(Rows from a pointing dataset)
-- start --

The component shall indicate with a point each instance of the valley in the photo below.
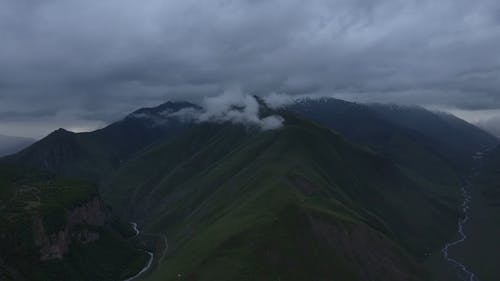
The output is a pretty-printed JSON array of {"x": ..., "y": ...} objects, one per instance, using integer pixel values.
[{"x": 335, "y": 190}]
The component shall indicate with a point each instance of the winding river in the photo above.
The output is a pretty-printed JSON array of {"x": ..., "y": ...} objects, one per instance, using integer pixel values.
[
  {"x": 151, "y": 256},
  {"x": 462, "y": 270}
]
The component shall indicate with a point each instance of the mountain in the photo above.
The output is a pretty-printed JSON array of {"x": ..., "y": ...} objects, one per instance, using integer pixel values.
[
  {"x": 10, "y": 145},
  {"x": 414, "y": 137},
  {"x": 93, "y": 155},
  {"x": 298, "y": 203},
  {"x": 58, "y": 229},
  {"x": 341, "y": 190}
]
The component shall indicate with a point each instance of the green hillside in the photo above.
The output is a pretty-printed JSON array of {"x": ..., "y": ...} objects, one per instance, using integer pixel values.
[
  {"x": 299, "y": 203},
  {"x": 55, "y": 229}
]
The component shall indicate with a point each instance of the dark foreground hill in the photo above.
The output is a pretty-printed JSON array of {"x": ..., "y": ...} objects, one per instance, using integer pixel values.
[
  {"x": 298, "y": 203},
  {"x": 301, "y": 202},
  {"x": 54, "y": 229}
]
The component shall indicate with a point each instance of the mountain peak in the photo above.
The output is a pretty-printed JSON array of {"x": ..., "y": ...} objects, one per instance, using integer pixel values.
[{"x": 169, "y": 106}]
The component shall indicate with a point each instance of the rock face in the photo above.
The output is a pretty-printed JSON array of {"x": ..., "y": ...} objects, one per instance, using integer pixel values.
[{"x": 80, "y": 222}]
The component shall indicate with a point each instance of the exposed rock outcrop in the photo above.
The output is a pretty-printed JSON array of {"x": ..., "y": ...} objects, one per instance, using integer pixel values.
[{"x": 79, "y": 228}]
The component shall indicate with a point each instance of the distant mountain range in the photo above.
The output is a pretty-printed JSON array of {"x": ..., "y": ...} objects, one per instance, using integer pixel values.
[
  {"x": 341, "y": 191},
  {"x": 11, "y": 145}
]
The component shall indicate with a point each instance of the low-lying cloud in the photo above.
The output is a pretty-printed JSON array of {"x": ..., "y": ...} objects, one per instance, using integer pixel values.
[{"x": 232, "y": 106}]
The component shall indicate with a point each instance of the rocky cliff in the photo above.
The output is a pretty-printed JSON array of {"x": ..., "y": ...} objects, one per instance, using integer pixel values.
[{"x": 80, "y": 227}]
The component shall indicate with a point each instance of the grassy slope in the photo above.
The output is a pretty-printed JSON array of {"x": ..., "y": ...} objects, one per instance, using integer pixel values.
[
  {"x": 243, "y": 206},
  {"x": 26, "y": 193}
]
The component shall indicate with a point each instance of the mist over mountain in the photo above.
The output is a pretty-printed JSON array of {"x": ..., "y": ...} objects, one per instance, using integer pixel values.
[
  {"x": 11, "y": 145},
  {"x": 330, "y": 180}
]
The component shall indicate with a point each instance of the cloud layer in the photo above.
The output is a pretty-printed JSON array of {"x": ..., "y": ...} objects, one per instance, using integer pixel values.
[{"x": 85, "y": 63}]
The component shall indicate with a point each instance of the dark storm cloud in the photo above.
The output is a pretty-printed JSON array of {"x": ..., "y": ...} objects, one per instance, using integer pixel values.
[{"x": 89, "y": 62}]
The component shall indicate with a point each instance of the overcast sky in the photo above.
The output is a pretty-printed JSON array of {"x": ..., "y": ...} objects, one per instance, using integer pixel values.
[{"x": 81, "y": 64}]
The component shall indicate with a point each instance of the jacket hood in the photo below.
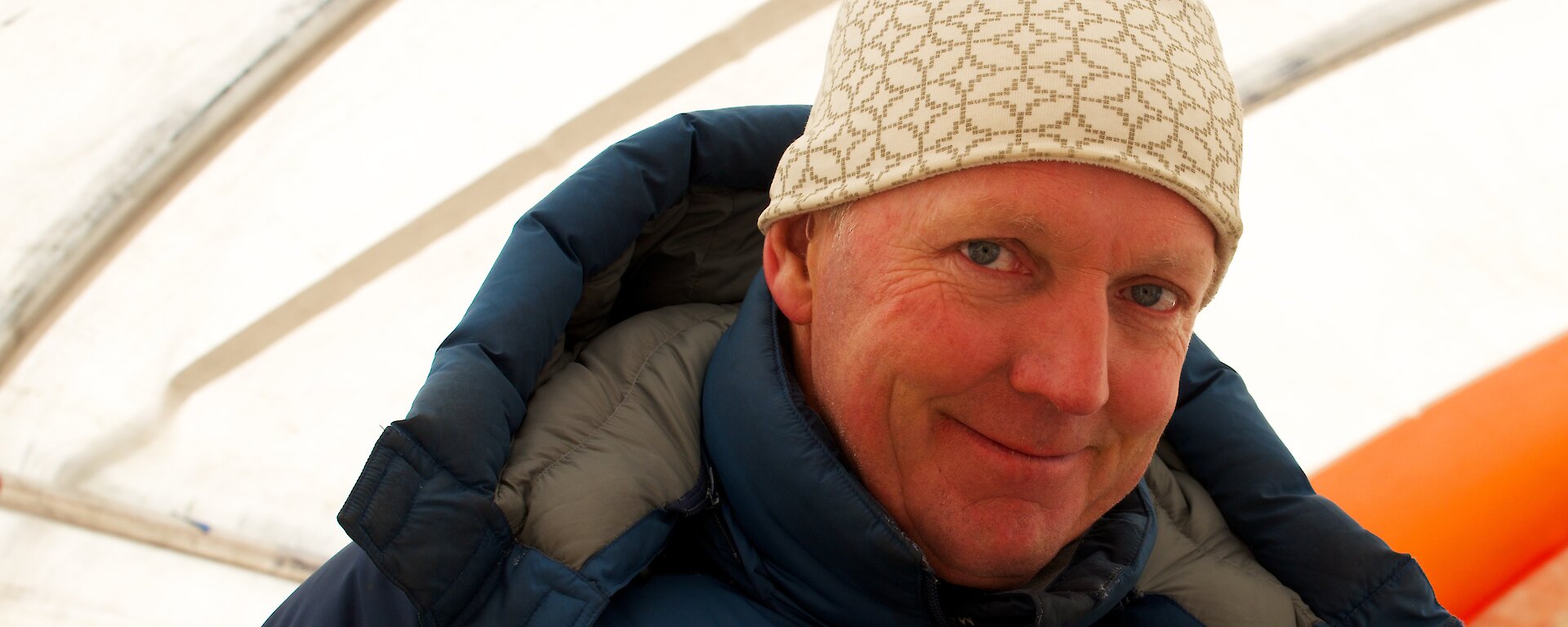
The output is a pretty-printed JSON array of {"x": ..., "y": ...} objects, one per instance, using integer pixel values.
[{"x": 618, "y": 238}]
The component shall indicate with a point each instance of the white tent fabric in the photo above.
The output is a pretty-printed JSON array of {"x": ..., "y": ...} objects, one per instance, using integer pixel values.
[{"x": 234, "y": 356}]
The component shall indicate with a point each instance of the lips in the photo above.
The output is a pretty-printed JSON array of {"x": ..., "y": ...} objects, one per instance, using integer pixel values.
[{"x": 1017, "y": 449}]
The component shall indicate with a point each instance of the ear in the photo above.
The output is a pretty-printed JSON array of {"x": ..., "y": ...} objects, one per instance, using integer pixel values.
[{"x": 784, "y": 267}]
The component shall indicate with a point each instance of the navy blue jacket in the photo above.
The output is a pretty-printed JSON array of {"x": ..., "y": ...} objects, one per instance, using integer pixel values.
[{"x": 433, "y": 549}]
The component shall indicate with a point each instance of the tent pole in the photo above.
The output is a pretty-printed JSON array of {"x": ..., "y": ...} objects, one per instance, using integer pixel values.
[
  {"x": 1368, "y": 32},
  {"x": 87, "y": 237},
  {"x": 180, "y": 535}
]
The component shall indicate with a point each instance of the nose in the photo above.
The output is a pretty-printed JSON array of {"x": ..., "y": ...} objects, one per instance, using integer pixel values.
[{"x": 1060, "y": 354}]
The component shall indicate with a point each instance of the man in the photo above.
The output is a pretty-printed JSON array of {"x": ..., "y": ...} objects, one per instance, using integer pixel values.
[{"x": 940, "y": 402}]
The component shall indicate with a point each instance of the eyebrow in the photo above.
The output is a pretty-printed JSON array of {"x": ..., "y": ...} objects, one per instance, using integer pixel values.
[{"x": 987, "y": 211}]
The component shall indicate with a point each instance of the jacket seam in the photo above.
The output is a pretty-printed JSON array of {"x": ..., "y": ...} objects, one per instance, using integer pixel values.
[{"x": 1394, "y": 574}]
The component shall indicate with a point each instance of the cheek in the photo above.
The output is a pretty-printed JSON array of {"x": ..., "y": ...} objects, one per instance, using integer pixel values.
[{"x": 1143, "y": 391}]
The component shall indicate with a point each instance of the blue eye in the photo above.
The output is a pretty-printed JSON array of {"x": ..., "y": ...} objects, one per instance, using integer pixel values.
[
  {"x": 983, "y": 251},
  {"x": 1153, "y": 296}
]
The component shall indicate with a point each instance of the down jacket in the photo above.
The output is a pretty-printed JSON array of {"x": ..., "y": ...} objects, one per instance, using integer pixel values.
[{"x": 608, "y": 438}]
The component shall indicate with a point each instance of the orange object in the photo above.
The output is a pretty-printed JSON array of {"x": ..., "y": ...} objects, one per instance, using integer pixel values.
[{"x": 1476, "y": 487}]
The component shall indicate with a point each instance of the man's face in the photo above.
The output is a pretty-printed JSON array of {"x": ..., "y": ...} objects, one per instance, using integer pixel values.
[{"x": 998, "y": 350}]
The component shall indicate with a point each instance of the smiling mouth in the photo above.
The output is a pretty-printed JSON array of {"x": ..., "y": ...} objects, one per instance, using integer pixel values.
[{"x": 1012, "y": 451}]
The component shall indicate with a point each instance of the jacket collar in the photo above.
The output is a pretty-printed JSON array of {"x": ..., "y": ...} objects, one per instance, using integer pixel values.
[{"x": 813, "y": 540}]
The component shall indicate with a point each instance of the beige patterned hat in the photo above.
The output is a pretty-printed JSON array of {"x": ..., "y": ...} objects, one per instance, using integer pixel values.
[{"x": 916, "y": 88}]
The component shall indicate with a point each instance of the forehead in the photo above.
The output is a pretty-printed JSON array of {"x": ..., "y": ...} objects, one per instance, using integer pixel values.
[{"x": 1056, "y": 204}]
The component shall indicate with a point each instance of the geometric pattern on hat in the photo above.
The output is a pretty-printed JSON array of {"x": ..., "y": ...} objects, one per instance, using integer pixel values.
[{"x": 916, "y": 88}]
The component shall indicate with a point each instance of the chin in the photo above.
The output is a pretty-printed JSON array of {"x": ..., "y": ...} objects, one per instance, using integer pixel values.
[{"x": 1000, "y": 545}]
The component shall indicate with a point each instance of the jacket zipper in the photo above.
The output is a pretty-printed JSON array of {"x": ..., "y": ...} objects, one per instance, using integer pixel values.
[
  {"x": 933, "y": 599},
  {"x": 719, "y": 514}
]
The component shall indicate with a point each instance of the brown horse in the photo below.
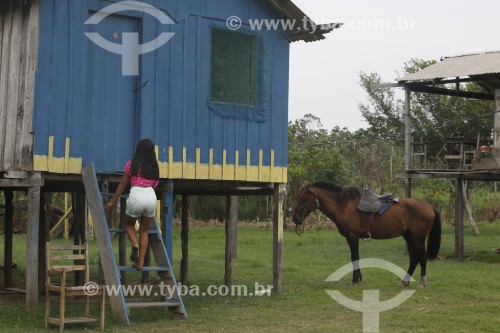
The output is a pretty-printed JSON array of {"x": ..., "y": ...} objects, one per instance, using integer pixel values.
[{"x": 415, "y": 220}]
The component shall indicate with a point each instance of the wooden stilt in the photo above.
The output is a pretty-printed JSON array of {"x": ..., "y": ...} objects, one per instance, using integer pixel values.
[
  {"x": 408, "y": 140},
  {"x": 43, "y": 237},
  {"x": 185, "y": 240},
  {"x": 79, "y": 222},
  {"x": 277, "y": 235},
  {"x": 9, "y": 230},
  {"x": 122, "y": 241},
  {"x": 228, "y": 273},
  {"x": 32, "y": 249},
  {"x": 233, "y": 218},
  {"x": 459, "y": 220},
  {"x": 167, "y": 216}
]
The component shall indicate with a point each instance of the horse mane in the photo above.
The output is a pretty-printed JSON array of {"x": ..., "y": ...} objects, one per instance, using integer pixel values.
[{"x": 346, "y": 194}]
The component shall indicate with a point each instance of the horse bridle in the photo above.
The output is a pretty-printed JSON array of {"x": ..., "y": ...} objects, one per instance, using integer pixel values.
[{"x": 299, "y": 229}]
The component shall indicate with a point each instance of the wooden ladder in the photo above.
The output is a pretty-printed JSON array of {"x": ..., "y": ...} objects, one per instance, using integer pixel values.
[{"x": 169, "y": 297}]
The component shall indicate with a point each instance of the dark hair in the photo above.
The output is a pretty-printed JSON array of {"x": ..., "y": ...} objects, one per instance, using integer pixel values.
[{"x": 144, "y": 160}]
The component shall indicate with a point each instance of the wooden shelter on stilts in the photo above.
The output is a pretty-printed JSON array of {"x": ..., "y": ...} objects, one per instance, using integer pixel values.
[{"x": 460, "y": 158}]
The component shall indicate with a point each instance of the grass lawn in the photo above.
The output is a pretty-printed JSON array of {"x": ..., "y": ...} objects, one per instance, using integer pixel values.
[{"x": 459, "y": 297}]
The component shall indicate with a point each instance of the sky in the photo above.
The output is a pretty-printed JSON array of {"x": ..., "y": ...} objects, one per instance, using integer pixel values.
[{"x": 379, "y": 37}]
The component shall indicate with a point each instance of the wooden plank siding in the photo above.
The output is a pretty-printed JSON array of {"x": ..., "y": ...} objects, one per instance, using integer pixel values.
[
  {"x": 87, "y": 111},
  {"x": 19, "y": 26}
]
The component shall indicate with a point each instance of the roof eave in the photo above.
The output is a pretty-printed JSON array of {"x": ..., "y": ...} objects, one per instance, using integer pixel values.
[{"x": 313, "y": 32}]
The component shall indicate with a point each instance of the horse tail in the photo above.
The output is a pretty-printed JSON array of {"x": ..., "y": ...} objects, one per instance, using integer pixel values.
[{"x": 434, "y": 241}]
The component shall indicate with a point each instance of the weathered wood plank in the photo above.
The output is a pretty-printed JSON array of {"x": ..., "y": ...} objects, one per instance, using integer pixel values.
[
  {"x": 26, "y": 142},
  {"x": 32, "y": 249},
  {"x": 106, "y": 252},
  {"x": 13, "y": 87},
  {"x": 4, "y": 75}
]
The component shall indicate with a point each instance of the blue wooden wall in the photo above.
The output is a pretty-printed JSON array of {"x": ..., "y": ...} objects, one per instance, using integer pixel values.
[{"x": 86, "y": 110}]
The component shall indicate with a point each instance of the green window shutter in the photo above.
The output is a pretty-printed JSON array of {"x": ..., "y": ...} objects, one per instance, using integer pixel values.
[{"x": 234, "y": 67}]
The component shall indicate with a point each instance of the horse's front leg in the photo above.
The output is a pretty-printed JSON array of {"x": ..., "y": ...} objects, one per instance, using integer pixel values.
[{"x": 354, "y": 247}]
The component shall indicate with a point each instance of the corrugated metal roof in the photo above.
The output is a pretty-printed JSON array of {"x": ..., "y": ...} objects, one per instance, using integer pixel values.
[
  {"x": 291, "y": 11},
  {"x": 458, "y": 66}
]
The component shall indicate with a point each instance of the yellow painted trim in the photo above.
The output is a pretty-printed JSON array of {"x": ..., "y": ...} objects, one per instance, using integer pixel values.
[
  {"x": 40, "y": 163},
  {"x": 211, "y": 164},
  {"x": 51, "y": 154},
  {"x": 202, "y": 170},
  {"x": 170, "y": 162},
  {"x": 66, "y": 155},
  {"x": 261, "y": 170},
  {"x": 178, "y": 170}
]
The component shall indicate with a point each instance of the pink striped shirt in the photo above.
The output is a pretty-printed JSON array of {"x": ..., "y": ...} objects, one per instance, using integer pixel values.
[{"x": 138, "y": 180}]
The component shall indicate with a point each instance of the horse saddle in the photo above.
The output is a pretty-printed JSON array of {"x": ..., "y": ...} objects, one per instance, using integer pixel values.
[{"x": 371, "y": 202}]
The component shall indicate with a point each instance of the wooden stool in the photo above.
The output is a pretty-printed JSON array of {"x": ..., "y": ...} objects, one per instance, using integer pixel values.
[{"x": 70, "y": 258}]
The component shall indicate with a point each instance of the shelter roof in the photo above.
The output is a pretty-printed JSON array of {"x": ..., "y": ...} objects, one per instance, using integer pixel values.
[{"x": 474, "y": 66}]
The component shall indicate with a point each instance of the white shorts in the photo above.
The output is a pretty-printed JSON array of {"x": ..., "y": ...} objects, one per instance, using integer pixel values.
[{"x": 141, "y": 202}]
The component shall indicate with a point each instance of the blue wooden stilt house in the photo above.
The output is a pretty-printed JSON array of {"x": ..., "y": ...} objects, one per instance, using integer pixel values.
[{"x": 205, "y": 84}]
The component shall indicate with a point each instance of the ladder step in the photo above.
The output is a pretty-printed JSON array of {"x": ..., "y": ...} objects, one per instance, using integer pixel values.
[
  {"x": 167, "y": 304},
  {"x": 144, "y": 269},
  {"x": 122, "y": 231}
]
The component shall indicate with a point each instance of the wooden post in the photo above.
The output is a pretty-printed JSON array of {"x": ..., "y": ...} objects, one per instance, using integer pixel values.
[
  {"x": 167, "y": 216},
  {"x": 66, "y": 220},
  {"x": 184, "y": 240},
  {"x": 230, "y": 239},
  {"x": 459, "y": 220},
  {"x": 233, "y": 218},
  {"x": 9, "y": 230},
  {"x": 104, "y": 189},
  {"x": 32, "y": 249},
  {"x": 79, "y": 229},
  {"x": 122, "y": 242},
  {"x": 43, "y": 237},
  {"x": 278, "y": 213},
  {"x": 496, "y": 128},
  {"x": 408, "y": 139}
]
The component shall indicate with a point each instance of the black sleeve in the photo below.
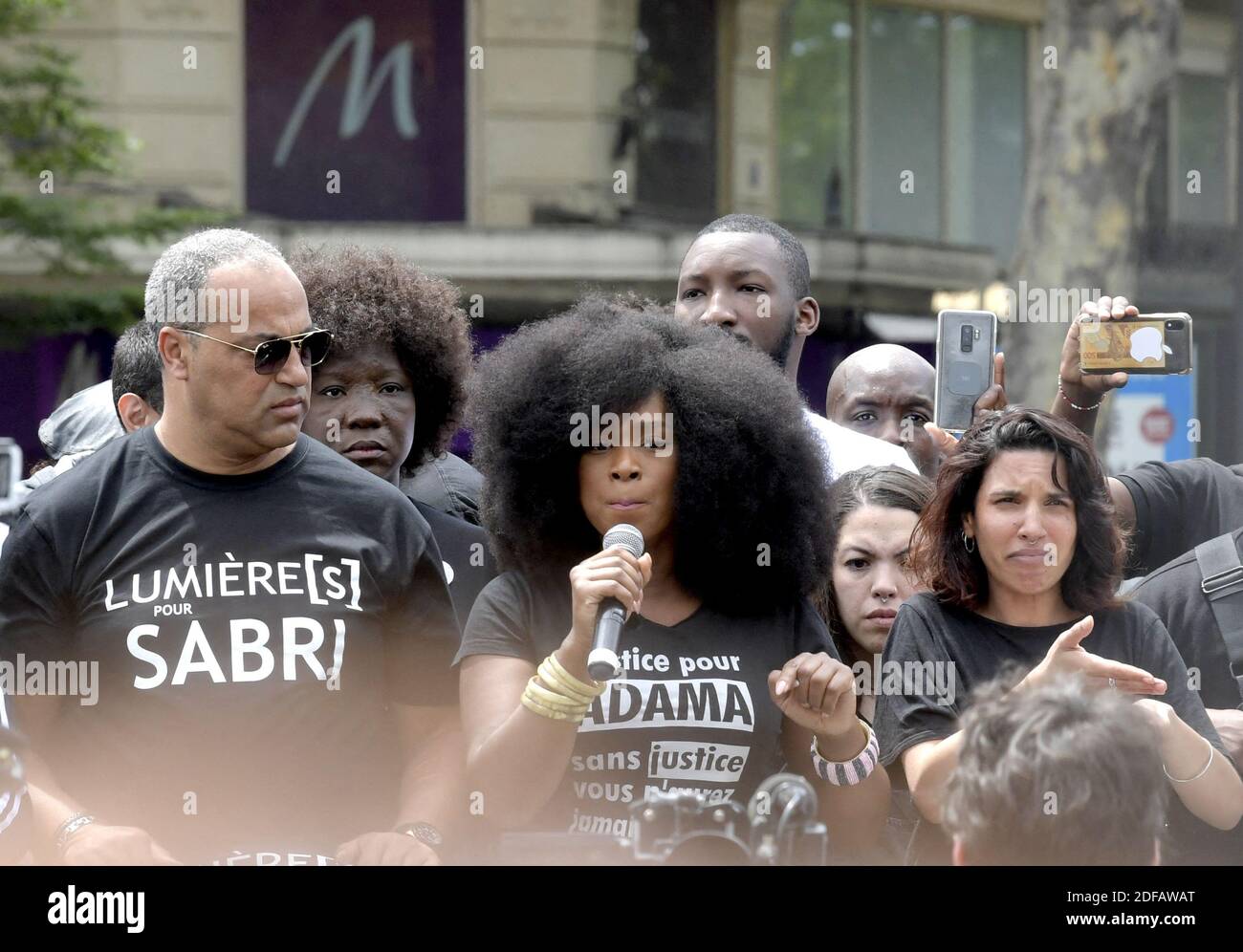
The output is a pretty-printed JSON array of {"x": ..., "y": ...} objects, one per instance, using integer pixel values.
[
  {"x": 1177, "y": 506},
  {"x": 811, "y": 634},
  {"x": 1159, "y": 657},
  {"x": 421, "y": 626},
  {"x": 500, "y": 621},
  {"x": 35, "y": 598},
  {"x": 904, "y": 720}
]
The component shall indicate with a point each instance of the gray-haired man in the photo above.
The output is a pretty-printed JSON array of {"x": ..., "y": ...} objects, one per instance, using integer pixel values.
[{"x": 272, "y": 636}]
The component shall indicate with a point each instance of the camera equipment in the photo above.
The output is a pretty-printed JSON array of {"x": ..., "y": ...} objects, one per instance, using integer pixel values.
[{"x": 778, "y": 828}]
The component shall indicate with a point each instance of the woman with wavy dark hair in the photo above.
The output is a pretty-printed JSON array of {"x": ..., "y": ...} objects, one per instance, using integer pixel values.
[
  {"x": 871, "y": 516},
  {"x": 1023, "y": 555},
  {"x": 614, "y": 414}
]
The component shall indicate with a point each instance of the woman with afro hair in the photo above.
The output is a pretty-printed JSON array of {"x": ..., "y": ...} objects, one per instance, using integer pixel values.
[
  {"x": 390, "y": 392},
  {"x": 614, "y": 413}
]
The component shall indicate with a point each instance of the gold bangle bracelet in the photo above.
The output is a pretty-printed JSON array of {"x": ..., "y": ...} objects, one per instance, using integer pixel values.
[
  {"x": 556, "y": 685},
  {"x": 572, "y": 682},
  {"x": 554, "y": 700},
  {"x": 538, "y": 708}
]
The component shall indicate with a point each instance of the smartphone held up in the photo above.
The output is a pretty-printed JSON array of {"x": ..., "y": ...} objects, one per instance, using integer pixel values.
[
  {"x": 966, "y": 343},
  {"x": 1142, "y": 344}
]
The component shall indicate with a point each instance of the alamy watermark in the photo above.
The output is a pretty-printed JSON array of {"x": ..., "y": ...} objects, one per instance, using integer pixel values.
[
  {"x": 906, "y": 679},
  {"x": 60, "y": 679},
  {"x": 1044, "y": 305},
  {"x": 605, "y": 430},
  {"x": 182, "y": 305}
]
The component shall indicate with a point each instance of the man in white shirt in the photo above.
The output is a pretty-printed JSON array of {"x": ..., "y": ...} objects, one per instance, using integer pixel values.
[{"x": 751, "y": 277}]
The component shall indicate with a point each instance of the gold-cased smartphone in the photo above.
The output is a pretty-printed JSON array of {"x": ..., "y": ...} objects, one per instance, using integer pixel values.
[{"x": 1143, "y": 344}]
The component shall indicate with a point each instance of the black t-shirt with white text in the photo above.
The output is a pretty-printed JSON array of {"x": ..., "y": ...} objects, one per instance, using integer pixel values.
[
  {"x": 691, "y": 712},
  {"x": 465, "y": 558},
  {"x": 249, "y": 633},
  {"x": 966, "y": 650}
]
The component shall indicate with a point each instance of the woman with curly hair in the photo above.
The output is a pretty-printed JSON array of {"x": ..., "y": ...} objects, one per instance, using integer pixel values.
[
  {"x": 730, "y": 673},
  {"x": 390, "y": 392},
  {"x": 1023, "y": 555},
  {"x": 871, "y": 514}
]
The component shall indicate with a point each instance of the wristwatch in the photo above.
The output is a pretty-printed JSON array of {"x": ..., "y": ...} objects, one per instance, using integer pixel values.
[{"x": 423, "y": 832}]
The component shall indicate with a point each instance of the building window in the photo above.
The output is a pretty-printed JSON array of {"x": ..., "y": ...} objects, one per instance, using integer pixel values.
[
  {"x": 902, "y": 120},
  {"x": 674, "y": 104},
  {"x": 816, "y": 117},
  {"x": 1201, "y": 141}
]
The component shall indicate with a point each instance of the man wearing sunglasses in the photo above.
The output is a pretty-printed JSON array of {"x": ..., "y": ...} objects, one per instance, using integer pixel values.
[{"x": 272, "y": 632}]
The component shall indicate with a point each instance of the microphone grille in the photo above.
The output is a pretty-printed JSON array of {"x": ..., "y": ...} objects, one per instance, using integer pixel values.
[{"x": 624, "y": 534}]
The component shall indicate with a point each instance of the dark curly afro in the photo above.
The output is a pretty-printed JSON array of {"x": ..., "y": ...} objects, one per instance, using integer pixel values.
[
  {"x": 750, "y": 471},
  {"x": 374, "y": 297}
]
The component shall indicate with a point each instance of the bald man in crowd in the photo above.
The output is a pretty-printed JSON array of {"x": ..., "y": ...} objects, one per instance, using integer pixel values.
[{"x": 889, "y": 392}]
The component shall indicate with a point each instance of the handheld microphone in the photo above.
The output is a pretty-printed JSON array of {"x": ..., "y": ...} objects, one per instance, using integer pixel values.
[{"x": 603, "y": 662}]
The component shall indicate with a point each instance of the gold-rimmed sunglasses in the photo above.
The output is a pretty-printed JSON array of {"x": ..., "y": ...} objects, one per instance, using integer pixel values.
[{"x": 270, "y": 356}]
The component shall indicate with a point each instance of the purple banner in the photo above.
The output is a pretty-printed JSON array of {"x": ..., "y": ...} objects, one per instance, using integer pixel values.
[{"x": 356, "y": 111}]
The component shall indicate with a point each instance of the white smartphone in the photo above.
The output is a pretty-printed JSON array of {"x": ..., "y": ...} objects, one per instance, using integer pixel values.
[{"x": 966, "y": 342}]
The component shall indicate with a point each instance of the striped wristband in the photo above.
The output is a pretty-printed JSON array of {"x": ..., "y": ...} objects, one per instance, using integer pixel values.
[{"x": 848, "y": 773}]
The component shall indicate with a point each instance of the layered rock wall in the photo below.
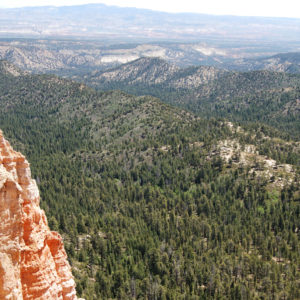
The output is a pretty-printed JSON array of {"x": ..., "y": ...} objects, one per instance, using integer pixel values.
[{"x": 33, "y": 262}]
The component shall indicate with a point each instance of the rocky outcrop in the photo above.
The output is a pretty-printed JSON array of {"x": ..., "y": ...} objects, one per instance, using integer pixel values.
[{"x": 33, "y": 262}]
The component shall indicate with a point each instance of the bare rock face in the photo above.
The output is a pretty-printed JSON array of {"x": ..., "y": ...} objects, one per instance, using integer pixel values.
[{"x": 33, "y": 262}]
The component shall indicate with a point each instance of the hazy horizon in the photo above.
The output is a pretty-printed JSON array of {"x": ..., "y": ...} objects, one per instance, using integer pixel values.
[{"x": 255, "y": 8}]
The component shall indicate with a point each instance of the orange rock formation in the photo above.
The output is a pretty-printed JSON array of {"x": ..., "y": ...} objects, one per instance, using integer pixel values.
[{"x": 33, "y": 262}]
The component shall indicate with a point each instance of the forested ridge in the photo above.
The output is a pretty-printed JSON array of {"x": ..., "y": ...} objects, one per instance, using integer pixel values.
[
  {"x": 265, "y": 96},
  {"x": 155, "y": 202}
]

-- end --

Nothing but the lines from the line with "rocky outcrop in the photo above." to the last line of the listing above should appear; please retype them exactly, both ends included.

* [EXERCISE SOLUTION]:
The component shall indicate with a point each instance of the rocky outcrop in the photo above.
The output is a pretty-printed JSON array of {"x": ..., "y": ...} objects, one per instance, using integer pixel values.
[{"x": 33, "y": 262}]
The component shall indicate with a point each instance of the bare rock face in the photo above.
The output is a pretty-printed JSON array of {"x": ..., "y": ...} objects, one per instance, using integer pixel values.
[{"x": 33, "y": 262}]
The component shall indicate with a point each instance of the hazy horizon in the photo above.
The output is a pretty-printed JSON array of {"x": ..., "y": ...} objects, one per instance, using integer pixel values.
[{"x": 255, "y": 8}]
The component shall indicate with a point each instance of the orange rock formation in the photo above.
The output is a pretty-printed JSON array of {"x": ..., "y": ...} objects, one per instance, using integer pixel values.
[{"x": 33, "y": 262}]
The component shall indicate with a point each instance of the forested ridge in the photo above.
The output is a pretty-printed JSON array of {"x": ..., "y": ...} objects, one per instance, using integer pixel values.
[
  {"x": 265, "y": 96},
  {"x": 155, "y": 202}
]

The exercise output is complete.